── EXERCISE MATERIAL

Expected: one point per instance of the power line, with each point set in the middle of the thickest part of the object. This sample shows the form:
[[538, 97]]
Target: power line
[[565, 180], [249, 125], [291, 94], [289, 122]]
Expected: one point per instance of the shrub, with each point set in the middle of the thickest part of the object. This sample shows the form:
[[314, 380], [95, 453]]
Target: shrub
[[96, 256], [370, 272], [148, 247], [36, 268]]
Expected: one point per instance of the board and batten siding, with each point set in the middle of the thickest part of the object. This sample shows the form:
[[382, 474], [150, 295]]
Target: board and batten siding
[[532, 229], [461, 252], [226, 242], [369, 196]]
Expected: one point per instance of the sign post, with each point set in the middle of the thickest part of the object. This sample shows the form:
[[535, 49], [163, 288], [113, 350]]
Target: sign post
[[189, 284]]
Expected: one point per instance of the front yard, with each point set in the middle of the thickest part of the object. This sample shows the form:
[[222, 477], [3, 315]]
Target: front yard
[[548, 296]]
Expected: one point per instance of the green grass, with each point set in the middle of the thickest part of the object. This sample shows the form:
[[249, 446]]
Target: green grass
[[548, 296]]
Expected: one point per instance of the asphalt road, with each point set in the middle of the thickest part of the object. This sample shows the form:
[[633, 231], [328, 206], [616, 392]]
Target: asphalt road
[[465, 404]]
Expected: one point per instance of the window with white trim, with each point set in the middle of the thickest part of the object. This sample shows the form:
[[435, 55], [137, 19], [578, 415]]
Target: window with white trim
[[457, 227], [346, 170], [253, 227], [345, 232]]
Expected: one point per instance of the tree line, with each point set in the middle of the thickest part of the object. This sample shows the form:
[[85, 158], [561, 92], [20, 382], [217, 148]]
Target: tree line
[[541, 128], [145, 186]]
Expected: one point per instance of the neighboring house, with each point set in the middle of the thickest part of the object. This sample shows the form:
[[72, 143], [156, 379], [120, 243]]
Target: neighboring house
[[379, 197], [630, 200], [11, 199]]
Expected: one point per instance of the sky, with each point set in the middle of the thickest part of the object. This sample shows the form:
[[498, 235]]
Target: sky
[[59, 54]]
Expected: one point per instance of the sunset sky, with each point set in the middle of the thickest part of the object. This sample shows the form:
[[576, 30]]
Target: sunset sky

────

ACTION ITEM => With the line containing "Expected: one point per instance of the board" as the last one, please set down exactly the lines of the records above from their very first line, and nothing more.

WRITTEN SOLUTION =>
Expected: one point per instance of the power line, with each point set in the middle of the thickest part of the object. This sample shows the form:
[[538, 97]]
Target: power line
[[565, 180], [249, 125], [291, 94], [289, 122]]
Expected: one point per instance of the shrub, with each point set in the middle of the thickest part of the object. This sample shows the form:
[[314, 380], [95, 453]]
Target: shrub
[[96, 256], [370, 272], [148, 247], [36, 268]]
Expected: one point per instance of the board and batten siding, with each point set in the middle of the thickest part of the object. This sample shows the form:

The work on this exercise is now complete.